(Collected data entries)
--- START ---

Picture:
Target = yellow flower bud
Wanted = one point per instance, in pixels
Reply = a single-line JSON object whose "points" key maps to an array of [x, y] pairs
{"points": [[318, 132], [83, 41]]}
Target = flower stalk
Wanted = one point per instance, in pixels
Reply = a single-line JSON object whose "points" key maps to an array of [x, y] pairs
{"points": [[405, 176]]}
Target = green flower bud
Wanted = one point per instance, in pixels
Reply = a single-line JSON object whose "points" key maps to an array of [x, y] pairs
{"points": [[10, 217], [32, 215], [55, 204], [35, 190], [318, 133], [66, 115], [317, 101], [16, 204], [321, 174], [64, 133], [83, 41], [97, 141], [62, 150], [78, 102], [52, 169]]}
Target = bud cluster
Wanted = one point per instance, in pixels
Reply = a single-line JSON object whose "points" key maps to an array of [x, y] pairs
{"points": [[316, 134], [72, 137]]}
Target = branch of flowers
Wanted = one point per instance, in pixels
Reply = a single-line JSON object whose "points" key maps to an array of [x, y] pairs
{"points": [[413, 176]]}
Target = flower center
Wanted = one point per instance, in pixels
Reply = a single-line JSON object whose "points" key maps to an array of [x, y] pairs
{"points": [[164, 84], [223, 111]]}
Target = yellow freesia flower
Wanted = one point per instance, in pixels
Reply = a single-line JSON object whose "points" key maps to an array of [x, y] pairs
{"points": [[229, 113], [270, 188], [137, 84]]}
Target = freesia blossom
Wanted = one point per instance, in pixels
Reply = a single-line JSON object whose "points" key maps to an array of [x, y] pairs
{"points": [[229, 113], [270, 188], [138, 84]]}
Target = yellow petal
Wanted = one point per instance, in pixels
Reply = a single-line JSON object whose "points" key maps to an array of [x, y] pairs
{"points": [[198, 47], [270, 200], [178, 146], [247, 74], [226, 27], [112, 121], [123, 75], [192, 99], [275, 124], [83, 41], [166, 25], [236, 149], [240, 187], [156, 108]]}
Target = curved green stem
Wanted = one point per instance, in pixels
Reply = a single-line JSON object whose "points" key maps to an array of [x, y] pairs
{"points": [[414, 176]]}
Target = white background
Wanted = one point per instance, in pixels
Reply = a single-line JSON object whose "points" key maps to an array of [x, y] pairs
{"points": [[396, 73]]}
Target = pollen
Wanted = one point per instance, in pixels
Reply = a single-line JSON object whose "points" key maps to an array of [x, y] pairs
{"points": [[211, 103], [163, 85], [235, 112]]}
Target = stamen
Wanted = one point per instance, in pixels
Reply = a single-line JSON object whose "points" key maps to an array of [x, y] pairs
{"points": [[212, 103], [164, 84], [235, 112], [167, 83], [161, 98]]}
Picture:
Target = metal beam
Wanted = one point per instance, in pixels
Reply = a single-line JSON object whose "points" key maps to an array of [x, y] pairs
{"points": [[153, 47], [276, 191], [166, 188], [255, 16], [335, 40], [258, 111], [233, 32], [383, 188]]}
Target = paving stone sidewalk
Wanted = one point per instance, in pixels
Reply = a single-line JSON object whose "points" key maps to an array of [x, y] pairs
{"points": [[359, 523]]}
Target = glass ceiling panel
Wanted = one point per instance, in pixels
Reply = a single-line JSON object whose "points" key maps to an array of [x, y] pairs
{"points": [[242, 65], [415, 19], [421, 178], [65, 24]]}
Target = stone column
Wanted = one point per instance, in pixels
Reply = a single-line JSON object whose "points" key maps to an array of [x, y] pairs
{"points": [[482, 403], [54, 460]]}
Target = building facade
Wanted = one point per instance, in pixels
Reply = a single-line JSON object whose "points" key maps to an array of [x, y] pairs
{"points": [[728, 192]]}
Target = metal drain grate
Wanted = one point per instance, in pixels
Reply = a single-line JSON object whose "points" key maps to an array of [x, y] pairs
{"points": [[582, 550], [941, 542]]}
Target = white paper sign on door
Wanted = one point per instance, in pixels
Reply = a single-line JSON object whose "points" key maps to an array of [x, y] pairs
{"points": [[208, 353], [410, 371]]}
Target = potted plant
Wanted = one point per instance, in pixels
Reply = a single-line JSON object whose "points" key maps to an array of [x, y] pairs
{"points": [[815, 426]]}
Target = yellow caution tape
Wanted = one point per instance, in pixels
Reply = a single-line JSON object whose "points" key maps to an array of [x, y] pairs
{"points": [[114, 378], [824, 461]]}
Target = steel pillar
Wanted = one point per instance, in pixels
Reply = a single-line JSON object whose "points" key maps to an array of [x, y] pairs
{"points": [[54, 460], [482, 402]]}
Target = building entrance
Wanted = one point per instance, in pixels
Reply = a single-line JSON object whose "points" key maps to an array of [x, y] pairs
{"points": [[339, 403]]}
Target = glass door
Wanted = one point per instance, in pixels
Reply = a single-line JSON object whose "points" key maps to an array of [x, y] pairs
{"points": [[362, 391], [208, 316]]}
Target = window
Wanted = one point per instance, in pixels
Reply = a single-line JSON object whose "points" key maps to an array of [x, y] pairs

--- END ---

#### What this task involves
Copy every line of the listing above without changing anything.

#### Written response
Picture:
Target = yellow flower bud
Wanted = one point per instance, in pixels
Reply = a single-line JSON object whose "points" key maps to an array of [x, y] pairs
{"points": [[318, 132], [83, 41]]}
Target = flower stalk
Wanted = one point per instance, in pixels
Reply = a single-line JSON object whose "points" key maps to an array of [x, y] pairs
{"points": [[405, 176]]}
Target = green flower bud
Wanted = one point per instance, in pixels
Reply = a single-line JSON object whose "points" key maps to an array of [x, y] pairs
{"points": [[10, 217], [32, 215], [55, 204], [35, 190], [318, 133], [66, 115], [317, 101], [16, 204], [321, 174], [64, 133], [83, 41], [97, 141], [62, 150], [78, 102], [52, 169]]}
Target = bud cluster
Wanted = one point per instance, in pixels
Reply = a single-line JSON object whose "points" key maps to an array of [x, y] pairs
{"points": [[316, 134], [72, 137]]}
Target = branch of flowers
Wanted = one point per instance, in pixels
Reply = a single-line JSON object whose "points" key maps to an array of [x, y] pairs
{"points": [[413, 176]]}
Target = flower center
Wanted = one point per instance, in pixels
Reply = a single-line JSON object whose "points" key maps to an array of [x, y] pairs
{"points": [[164, 84], [223, 111]]}
Target = yellow freesia flower
Wanted = one point per instance, in pixels
Reply = a single-line JSON object whose "points" key maps to an array of [x, y] pairs
{"points": [[229, 113], [270, 188], [137, 84]]}
Target = freesia blossom
Wanted = one point per instance, in pixels
Reply = a single-line JSON object whose "points" key maps to an array of [x, y] pairs
{"points": [[229, 113], [270, 188], [138, 84]]}
Target = yellow petal
Wanted = one point per instance, in pixels
Reply = a single-line JSON object whose "points" key maps to an array of [x, y] pairs
{"points": [[198, 47], [270, 200], [178, 146], [247, 74], [226, 27], [112, 121], [123, 75], [192, 99], [275, 124], [83, 41], [166, 25], [236, 149], [240, 187], [156, 108]]}
Target = curved green stem
Wanted = one point per instance, in pixels
Reply = a single-line JSON object whose "points" key maps to an array of [x, y] pairs
{"points": [[414, 176]]}
Target = white background
Wanted = one point per instance, in pixels
Reply = a single-line JSON object whose "points" key maps to an array of [x, y] pairs
{"points": [[396, 73]]}
Target = pollen
Wanted = one point per instance, in pixels
Reply = a single-line JSON object whose "points" key maps to an array of [x, y] pairs
{"points": [[211, 103], [163, 85], [235, 112]]}
Target = stamen
Wanted = one point per instance, in pixels
Reply = a single-line JSON object whose "points" key maps to an array of [x, y] pairs
{"points": [[212, 103], [164, 84], [235, 112], [167, 83], [161, 98]]}
Picture:
Target = metal beam
Wanted = one point per instance, in pixels
Reply = a single-line JSON object whose "points" key maps to an array of [x, y] pairs
{"points": [[153, 47], [276, 191], [166, 188], [255, 16], [335, 40], [258, 111], [233, 32], [383, 188]]}
Target = paving stone sidewalk
Wanted = one point per instance, in pixels
Reply = a single-line JSON object whose "points" key maps to an array of [x, y] pairs
{"points": [[359, 523]]}
Target = glass ceiling panel
Wanted = one point per instance, in pixels
Reply = a single-line JSON object whose "points" key maps to an array of [x, y] pairs
{"points": [[242, 65], [415, 19], [421, 178], [65, 24]]}
Target = stone column
Wanted = one point per instance, in pixels
Reply = a single-line JSON object whose "points" key maps to an array of [x, y] pairs
{"points": [[482, 403], [54, 460]]}
Target = building facade
Wanted = one point per instance, in pixels
Reply = a single-line JSON object whose "points" key maps to an array of [x, y] pairs
{"points": [[728, 192]]}
Target = metal drain grate
Wanted = one point per instance, in pixels
Reply = a single-line JSON object whose "points" key maps to an array of [x, y] pairs
{"points": [[582, 550], [941, 542]]}
Target = white paper sign on door
Wanted = one point per instance, in pixels
Reply = a single-line JSON object whose "points" key maps to an array of [x, y] pairs
{"points": [[208, 353], [410, 371]]}
Target = potted plant
Wanted = one point per instance, in pixels
Reply = a single-line JSON object whose "points" key maps to an array of [x, y] pairs
{"points": [[815, 426]]}
Target = yellow caution tape
Wanted = one point per instance, in pixels
Reply = a single-line JSON object whose "points" key maps to an array of [x, y] pairs
{"points": [[114, 378], [824, 461]]}
Target = steel pillar
Wanted = one point per instance, in pixels
Reply = a single-line JSON object whose "points" key maps to an array of [x, y] pairs
{"points": [[54, 460], [482, 402]]}
Target = building entrance
Wanted = one point per instance, in pixels
Reply = a single-line JSON object whose "points" key maps to an array of [x, y] pairs
{"points": [[339, 403]]}
Target = glass door
Wanted = one point per instance, in pixels
Reply = a single-line JSON object whose "points" key maps to an array of [x, y] pairs
{"points": [[362, 391], [208, 316]]}
Target = window
Wanted = one point per instance, in pixels
Reply = a single-line JSON object whose "points" key maps to an array of [x, y] pairs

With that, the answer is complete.